## INPUT RECORDS:

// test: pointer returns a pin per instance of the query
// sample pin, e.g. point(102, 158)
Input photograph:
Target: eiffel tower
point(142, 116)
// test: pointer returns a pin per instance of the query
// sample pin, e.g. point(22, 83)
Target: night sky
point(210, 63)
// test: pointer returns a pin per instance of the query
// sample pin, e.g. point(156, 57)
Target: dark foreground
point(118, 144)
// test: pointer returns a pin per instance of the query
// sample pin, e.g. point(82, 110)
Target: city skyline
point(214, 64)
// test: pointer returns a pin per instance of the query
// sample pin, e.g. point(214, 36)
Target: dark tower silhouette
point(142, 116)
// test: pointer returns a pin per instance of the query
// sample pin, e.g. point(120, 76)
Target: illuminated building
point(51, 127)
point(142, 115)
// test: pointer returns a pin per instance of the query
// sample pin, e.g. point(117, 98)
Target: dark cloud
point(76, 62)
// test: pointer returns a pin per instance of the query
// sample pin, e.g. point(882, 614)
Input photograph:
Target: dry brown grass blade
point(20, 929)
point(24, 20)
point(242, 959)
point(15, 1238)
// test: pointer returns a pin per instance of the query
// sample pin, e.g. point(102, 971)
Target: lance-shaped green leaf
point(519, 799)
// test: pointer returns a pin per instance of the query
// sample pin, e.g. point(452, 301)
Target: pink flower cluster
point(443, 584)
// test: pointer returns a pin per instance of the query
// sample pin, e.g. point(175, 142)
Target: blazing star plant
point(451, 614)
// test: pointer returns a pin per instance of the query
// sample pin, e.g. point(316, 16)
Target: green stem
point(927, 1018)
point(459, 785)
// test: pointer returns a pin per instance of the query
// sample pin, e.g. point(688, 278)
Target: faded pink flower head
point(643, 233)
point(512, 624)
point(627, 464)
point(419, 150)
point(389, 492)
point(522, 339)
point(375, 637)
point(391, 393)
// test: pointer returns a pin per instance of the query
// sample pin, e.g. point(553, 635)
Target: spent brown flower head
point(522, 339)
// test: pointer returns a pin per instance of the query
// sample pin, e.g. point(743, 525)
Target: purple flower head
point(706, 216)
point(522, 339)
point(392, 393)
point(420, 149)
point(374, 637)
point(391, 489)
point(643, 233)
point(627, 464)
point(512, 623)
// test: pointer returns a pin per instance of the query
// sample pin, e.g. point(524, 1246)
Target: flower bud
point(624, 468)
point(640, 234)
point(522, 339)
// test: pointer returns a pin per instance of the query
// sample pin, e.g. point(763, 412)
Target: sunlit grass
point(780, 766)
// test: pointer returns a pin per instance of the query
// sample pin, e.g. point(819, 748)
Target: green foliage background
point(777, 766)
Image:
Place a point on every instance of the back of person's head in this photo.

## WORK REQUIRED:
Rewrite the items from the start of the items through the line containing "point(451, 614)", both ends included, and keep the requests. Scale every answer coordinate by 0.4, round to whole numbers with halves going up, and leave the numbers in the requests and their sample formats unchanged.

## EXERCISE SOLUTION:
// test: pointer returns a pin per instance of the query
// sample pin, e.g. point(102, 158)
Input photograph:
Target: eiffel tower
point(57, 46)
// test: pointer returns a pin per instance of the query
// sample pin, e.g. point(22, 83)
Target: night sky
point(84, 25)
// test: pointer returns a pin per instance of the query
// sample pin, e.g. point(156, 57)
Target: dark foreground
point(47, 58)
// test: pointer returns a pin per instance of the query
// sample pin, e.g. point(82, 110)
Target: city skyline
point(86, 26)
// test: pointer returns a pin per instance of the query
// sample pin, e.g. point(214, 36)
Target: dark tower silhouette
point(57, 46)
// test: pointer returns a pin per instance of the query
// sample pin, e.g. point(120, 76)
Target: illuminated building
point(20, 51)
point(57, 46)
// test: pointer returns a pin per instance of the query
// sample pin, e.g. point(117, 98)
Target: dark cloud
point(30, 25)
// test: pointer returns a pin per instance of the query
// sample pin, e.g. point(882, 614)
Input photograph:
Target: dry brown grass blade
point(8, 372)
point(10, 8)
point(97, 384)
point(6, 495)
// test: pointer returns a pin per instance of the query
// sample pin, e.g. point(102, 971)
Target: lance-shaped green leaf
point(208, 320)
// test: pointer returns a pin per instance of the query
// sample pin, e.g. point(452, 301)
Target: pink flower cluster
point(177, 234)
// test: pointer returns a pin per instance of the query
// sample pin, e.g. point(175, 142)
Target: blazing star plant
point(180, 246)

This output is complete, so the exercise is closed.